Dataset records about object locations
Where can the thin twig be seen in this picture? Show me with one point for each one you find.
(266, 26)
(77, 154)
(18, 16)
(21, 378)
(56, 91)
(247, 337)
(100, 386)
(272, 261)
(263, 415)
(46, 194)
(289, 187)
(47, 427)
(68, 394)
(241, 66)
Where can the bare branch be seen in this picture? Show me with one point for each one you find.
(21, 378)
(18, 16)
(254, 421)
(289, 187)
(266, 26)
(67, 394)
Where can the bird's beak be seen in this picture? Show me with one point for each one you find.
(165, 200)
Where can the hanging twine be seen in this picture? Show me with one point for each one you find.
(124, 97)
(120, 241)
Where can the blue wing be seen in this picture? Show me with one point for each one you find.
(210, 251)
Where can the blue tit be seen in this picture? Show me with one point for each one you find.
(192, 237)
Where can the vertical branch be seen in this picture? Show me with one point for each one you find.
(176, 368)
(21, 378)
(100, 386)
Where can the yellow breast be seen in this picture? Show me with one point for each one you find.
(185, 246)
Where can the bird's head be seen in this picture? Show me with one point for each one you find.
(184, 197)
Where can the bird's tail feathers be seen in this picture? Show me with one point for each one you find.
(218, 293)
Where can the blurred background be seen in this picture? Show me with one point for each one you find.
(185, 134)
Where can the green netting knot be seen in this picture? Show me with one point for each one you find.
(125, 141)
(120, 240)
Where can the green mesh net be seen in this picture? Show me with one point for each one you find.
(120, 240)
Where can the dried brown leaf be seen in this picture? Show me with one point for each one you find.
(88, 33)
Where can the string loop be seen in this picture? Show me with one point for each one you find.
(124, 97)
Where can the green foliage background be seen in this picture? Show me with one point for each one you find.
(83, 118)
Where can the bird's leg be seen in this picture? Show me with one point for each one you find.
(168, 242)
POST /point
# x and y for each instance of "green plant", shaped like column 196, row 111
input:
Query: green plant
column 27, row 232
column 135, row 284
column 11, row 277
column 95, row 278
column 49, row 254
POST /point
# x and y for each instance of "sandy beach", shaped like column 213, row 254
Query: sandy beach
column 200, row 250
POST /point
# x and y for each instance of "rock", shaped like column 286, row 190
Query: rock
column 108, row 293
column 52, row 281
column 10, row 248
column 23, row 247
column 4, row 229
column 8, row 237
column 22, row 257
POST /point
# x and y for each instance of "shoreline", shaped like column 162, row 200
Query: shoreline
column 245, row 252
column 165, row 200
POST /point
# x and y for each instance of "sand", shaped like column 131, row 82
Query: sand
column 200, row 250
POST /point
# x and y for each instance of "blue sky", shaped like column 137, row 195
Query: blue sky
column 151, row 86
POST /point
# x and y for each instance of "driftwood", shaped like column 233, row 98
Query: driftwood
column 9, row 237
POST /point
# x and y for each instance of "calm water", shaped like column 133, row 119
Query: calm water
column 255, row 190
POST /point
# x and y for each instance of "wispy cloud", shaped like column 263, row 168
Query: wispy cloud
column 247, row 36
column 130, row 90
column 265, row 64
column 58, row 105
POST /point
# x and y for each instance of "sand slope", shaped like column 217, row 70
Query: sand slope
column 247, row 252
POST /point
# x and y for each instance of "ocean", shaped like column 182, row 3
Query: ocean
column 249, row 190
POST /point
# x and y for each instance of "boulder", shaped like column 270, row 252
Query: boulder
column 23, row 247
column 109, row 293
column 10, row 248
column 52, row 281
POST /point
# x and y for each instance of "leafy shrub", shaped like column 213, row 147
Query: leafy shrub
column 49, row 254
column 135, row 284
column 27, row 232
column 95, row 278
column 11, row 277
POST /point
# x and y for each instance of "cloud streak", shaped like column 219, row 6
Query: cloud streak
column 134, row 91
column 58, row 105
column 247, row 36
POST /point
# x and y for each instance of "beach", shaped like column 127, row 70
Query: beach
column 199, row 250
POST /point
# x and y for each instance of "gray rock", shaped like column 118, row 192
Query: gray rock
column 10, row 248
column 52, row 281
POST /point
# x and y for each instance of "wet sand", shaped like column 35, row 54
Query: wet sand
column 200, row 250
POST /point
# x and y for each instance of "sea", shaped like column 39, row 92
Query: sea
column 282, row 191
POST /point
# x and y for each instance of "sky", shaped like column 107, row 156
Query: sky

Stated problem → Write out every entry verbatim.

Answer →
Where can the thin twig be seen in this picture? Show me with one point for each one you find.
(266, 26)
(77, 154)
(18, 16)
(21, 378)
(56, 91)
(247, 337)
(100, 386)
(272, 261)
(263, 415)
(46, 194)
(289, 187)
(47, 427)
(68, 394)
(241, 66)
Where can the bare branch be seen in this picture? Show me with one point for each one you find.
(21, 378)
(18, 16)
(254, 421)
(289, 187)
(266, 26)
(67, 394)
Where can the bird's beak be seen in this picture? Show me with one point for each one you find.
(165, 200)
Where can the hanging twine be seen in this picture? Show me with one point for each one you find.
(124, 97)
(120, 241)
Where can the blue wing be seen in this picture? Show me with one point for each one you find.
(210, 251)
Where can the blue tit be seen in this picture? Show me with one point for each one you find.
(192, 237)
Where can the vertical branch be seen in this picture? Show me with one point for each one you find.
(176, 368)
(21, 378)
(100, 386)
Where can the yellow breast be seen in this picture? Show me with one point for each one you find.
(185, 246)
Where can the bird's head be seen in this picture? Show me with one point for each one you find.
(184, 197)
Where can the bird's tail feathers be seen in this picture? Show me with one point for each one you find.
(218, 293)
Where can the blurred background be seen in this picture? Show me with one point for each one you find.
(185, 134)
Where can the green netting knot be seen in this picture? Show me with one point for each one you find.
(125, 141)
(120, 240)
Where can the green mesh net be seen in this picture? Show me with one point for each one you find.
(120, 240)
Where can the dried brown leaf be seen in this picture? Show me with one point for each one you find.
(88, 33)
Where can the string loop be seen in this picture? Show me with one point for each one you find.
(124, 97)
Where can the green foliage background be seen in this picture? Show me with one point for each one you find.
(83, 118)
Where can the bird's leg be seen in this picture? Show me with one point for each one you find.
(168, 242)
POST /point
# x and y for each instance of "green plant", shaped like column 196, row 111
input:
Query: green plant
column 27, row 232
column 135, row 284
column 11, row 277
column 95, row 278
column 49, row 254
POST /point
# x and y for each instance of "sandy beach", shaped like column 213, row 254
Query: sandy beach
column 200, row 250
POST /point
# x and y for each instance of "rock", shaped like column 286, row 190
Query: rock
column 108, row 293
column 52, row 281
column 10, row 248
column 23, row 247
column 4, row 229
column 8, row 237
column 22, row 257
POST /point
# x and y for each instance of "shoreline", shaped like column 162, row 200
Query: shoreline
column 245, row 252
column 165, row 200
POST /point
# x and y for each instance of "sand", shaped like column 131, row 82
Query: sand
column 200, row 250
POST /point
# x and y for each instance of "blue sky", shaped like column 137, row 195
Query: blue sky
column 151, row 86
POST /point
# x and y for each instance of "driftwood", shaped like column 233, row 98
Query: driftwood
column 9, row 237
POST /point
# x and y for each instance of "calm water", shaped like column 133, row 119
Query: calm water
column 255, row 190
POST /point
# x and y for each instance of "wispy cloud", shaped like column 263, row 168
Query: wispy cloud
column 247, row 36
column 130, row 90
column 265, row 64
column 58, row 105
POST /point
# x and y for each instance of "sand slope", shaped like column 217, row 70
Query: sand slope
column 247, row 252
POST /point
# x and y for each instance of "ocean", shaped like column 182, row 3
Query: ocean
column 249, row 190
POST /point
# x and y for each instance of "boulder", shaped like column 270, row 252
Query: boulder
column 23, row 247
column 109, row 293
column 10, row 248
column 52, row 281
POST /point
# x and y for each instance of "leafy shrub", shaped like column 213, row 147
Query: leafy shrub
column 49, row 254
column 135, row 284
column 27, row 232
column 95, row 278
column 11, row 277
POST /point
# x and y for each instance of "cloud streak", shaped like column 219, row 6
Query: cloud streak
column 134, row 91
column 58, row 105
column 247, row 36
POST /point
# x and y for each instance of "beach", shaped like column 127, row 70
Query: beach
column 199, row 250
POST /point
# x and y for each instance of "gray rock", shaped like column 118, row 192
Query: gray rock
column 10, row 248
column 52, row 281
POST /point
# x and y for each instance of "wet sand", shaped like column 35, row 54
Query: wet sand
column 200, row 250
POST /point
# x and y for each instance of "sea", shaped like column 39, row 92
Query: sea
column 282, row 191
POST /point
# x and y for each instance of "sky", shaped like column 107, row 156
Query: sky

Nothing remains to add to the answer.